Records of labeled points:
%%

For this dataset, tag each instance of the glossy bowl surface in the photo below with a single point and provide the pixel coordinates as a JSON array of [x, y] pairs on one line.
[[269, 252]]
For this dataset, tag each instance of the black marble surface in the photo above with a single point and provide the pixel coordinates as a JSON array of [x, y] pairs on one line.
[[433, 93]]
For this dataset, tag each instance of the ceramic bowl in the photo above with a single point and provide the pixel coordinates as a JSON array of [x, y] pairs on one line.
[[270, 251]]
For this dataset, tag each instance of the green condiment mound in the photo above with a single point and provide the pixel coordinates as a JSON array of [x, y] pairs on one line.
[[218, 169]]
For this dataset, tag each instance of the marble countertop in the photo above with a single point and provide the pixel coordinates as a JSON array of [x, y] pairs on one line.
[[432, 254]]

%%
%%

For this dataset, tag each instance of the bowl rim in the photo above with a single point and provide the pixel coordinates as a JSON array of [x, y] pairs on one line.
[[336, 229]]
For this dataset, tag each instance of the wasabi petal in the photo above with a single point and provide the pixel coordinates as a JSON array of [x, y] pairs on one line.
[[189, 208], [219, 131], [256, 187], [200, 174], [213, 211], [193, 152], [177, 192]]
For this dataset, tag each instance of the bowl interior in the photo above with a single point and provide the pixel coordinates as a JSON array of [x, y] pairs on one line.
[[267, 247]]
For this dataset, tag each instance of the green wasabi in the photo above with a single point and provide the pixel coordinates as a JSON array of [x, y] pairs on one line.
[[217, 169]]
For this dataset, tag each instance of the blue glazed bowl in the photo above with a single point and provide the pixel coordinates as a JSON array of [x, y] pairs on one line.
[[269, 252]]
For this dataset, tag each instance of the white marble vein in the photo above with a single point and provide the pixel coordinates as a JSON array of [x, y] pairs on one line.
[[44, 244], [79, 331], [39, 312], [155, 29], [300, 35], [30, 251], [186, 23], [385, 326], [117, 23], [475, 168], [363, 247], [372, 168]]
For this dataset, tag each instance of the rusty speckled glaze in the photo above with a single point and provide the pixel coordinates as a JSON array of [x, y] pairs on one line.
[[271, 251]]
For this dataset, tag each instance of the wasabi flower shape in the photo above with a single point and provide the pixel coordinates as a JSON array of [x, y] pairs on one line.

%%

▸ Work required:
Lay out the material as a numbered list, starting at the line containing "For this dataset, tag each instance of the glossy" and ending at the line containing "[[433, 93]]", with both of those lines included and blank lines dropped.

▸ Task answer:
1. For this dataset, tag each instance of the glossy bowl surface in the photo below with a single point and provide the pixel coordinates as a JSON array of [x, y] pairs on one line.
2. [[269, 252]]
3. For this dataset, tag each instance of the black marble surface in the photo above with a single point and provide the pixel coordinates as a JSON array of [x, y] pairs on one line.
4. [[433, 93]]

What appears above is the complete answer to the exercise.